- **DATA TO USE**
::::::

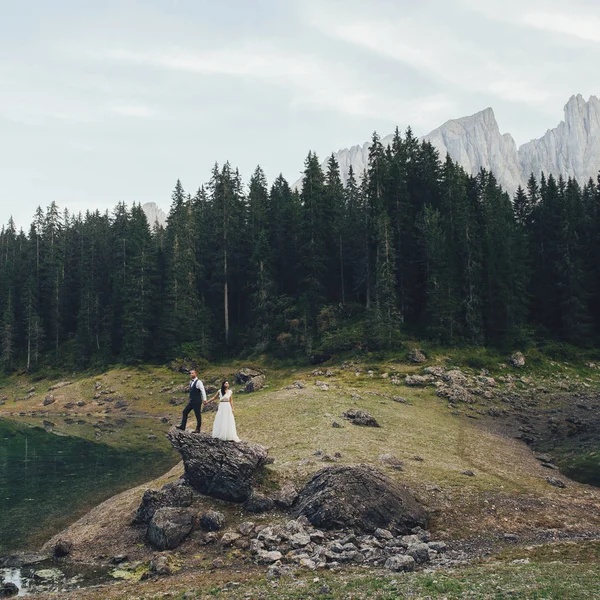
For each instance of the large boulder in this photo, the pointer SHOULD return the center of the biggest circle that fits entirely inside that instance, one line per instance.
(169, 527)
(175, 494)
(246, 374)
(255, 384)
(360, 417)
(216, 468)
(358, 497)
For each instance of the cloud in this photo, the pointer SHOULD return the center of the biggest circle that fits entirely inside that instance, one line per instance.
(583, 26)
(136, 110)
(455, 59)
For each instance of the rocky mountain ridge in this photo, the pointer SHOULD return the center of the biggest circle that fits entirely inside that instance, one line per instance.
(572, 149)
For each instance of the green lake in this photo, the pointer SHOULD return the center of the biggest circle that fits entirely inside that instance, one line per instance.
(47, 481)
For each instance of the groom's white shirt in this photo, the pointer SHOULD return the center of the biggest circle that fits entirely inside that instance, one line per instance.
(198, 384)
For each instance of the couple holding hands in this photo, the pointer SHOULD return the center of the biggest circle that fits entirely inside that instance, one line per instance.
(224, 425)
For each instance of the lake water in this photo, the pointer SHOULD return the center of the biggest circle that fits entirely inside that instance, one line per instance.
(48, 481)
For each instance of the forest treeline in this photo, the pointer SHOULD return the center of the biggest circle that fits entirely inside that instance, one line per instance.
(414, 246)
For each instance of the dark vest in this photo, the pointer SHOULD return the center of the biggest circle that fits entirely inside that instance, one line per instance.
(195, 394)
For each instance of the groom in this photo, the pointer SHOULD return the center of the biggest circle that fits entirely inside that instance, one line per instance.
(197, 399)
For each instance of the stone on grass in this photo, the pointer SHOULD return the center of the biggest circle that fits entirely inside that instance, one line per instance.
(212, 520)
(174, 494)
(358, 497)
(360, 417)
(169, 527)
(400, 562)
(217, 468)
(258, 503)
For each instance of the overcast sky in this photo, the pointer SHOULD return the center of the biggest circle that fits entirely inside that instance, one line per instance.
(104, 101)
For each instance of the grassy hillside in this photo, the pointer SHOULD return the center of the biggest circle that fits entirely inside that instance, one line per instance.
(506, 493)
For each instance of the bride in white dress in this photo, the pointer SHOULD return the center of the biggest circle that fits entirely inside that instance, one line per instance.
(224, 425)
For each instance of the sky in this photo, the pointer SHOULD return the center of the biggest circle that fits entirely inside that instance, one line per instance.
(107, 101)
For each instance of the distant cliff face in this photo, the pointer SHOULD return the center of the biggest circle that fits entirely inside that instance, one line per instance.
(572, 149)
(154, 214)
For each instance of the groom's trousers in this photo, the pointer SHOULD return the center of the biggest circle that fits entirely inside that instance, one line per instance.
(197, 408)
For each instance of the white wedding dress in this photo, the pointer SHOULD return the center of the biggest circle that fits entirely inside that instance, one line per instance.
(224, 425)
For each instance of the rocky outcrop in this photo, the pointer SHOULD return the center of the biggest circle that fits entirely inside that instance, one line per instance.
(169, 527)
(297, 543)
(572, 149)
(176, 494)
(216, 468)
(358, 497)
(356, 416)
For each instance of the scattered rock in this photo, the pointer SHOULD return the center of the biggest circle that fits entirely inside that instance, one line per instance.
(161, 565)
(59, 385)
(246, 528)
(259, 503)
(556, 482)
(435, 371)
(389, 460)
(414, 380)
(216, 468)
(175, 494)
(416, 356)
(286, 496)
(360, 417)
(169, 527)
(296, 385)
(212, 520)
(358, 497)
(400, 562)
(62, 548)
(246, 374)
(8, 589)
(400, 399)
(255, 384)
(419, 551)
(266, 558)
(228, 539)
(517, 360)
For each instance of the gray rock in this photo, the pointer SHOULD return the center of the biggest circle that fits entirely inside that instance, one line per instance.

::::::

- **STATED GOAL**
Starting at the line that contains "For each instance of the sky" and continuing through the last of the entries, switch "biggest" to "largest" and give those lines again with nothing else altered.

- **WRITTEN ANSWER**
For each instance of the sky in this photo, the pointer SHOULD return the center of the largest circle that fits entirely inside that instance, one line per instance.
(107, 101)
For each instance of the distant cliff face in this photo, the pointer SHOULD return the center of the largest circle that fits entirely inside that instance, one line per instance.
(572, 149)
(154, 214)
For each instance of the groom's trousers in this photo, the pointer SHOULD return the center of the largest circle that fits entirely inside that instance, one line per instance.
(197, 408)
For each instance of the white wedding dress in this photo, the pointer SHOULD return the center of the largest circle that fits entirely inside that instance, one line per instance.
(224, 425)
For each instance of the rocky outcrop in this photo, the pointer SHOULD return the center of the largest circle that fits entirely inside that instance, one line per instance.
(169, 527)
(297, 543)
(572, 149)
(176, 494)
(216, 468)
(358, 497)
(356, 416)
For each instance of the scattered rock in this photo, the pointer SHOULD return the center of the largest circle that fits entirely inside that instance, one line per instance.
(161, 565)
(59, 385)
(246, 528)
(259, 503)
(556, 482)
(435, 371)
(389, 460)
(414, 380)
(216, 468)
(175, 494)
(416, 356)
(286, 496)
(360, 417)
(169, 527)
(296, 385)
(212, 520)
(358, 497)
(400, 562)
(62, 548)
(246, 374)
(8, 589)
(400, 399)
(255, 384)
(419, 551)
(266, 558)
(228, 539)
(517, 360)
For each instance of the gray rock in this photo, the pointer SHOULD return the center of the largest circle that fits entirely inside that instance, one line per instance.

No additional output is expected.